Exercise prompt: Put every line of the data below into a JSON list of strings, one string per line, skipping blank lines. Leave the pictures out of the list.

Information:
+++

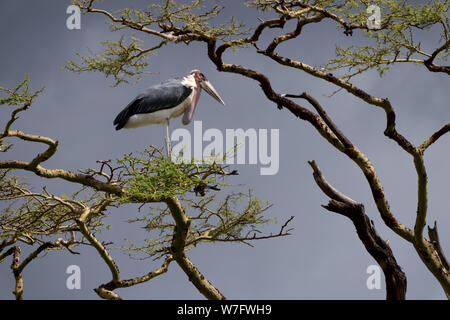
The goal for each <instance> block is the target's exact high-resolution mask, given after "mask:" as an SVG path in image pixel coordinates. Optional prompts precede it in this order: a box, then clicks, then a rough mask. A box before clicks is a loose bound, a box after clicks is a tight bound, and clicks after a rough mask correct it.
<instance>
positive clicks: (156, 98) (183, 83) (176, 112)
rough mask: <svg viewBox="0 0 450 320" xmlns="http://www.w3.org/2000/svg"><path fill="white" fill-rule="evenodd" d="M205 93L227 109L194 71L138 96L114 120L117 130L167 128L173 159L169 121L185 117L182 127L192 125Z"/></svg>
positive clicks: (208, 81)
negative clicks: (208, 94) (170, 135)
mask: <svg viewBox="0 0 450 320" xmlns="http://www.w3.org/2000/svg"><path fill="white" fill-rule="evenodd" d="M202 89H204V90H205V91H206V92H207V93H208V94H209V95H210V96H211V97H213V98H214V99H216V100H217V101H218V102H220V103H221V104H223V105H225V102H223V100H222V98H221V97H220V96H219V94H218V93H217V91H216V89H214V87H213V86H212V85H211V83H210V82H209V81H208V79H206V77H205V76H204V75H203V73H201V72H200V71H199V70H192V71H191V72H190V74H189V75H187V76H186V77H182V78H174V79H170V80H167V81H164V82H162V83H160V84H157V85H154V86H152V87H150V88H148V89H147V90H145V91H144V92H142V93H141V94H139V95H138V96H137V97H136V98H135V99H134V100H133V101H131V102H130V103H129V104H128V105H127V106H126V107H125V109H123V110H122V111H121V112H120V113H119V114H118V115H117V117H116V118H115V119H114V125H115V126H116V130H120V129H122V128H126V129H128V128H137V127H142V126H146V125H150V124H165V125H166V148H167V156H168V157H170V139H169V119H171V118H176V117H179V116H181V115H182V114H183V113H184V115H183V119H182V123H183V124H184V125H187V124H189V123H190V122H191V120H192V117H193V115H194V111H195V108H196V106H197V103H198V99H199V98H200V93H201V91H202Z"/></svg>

+++

Solution:
[
  "The goal for each <instance> block is the target's exact high-resolution mask, given after \"mask:\" as an SVG path in image pixel coordinates. Optional prompts precede it in this order: a box, then clicks, then a rough mask. A box before clicks is a loose bound, a box after clicks is a tight bound, and clicks after a rough mask correct it.",
  "<instance>",
  "positive clicks: (156, 98) (183, 83) (176, 112)",
  "rough mask: <svg viewBox=\"0 0 450 320\" xmlns=\"http://www.w3.org/2000/svg\"><path fill=\"white\" fill-rule=\"evenodd\" d=\"M205 93L227 109L194 71L138 96L114 120L117 130L167 128L173 159L169 121L185 117L182 127L192 125Z\"/></svg>",
  "positive clicks: (208, 81)",
  "negative clicks: (208, 94) (170, 135)",
  "mask: <svg viewBox=\"0 0 450 320\" xmlns=\"http://www.w3.org/2000/svg\"><path fill=\"white\" fill-rule=\"evenodd\" d=\"M202 89H204V90H205V91H206V92H207V93H208V94H209V95H210V96H211V97H213V98H214V99H216V100H217V101H218V102H220V103H221V104H223V105H225V102H223V100H222V98H221V97H220V96H219V94H218V93H217V91H216V89H214V87H213V86H212V85H211V83H210V82H209V81H208V79H206V77H205V76H204V75H203V73H201V72H200V71H199V70H192V71H191V72H190V74H189V75H187V76H186V77H182V78H174V79H170V80H167V81H164V82H162V83H160V84H157V85H154V86H152V87H150V88H148V89H147V90H145V91H144V92H142V93H141V94H139V95H138V96H137V97H136V98H135V99H134V100H133V101H131V102H130V103H129V104H128V105H127V106H126V107H125V109H123V110H122V111H121V112H120V113H119V114H118V115H117V117H116V118H115V119H114V125H115V126H116V130H120V129H122V128H126V129H128V128H137V127H142V126H146V125H150V124H165V125H166V148H167V156H168V157H170V139H169V119H171V118H176V117H179V116H181V115H182V114H183V113H184V115H183V119H182V123H183V124H184V125H187V124H189V123H190V122H191V120H192V117H193V115H194V111H195V108H196V106H197V103H198V99H199V98H200V93H201V91H202Z\"/></svg>"
]